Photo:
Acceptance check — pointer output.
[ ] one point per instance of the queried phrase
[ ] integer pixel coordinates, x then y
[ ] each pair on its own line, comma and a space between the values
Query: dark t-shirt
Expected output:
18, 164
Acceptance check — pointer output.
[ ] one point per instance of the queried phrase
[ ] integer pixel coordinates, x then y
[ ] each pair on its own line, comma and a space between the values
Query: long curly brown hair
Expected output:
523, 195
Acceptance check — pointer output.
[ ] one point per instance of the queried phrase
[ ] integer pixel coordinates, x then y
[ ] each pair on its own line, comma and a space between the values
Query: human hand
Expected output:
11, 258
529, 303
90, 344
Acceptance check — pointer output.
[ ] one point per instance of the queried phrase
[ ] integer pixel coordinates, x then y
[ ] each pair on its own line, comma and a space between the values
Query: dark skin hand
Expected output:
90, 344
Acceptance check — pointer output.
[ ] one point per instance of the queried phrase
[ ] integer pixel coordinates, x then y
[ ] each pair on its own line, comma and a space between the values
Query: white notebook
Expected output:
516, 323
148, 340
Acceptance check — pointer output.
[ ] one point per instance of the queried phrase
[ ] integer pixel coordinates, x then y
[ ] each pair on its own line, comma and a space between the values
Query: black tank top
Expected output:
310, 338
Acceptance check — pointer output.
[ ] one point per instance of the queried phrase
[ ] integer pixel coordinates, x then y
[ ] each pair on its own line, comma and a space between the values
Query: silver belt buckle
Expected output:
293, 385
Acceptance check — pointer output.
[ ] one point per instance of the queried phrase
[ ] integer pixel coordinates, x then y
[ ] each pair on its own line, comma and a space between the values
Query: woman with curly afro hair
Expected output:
* * *
_To do:_
Collect every line above that contains the word "hand", and copy each of those lines in full.

_Solution:_
Query: human hand
Query: dark skin hand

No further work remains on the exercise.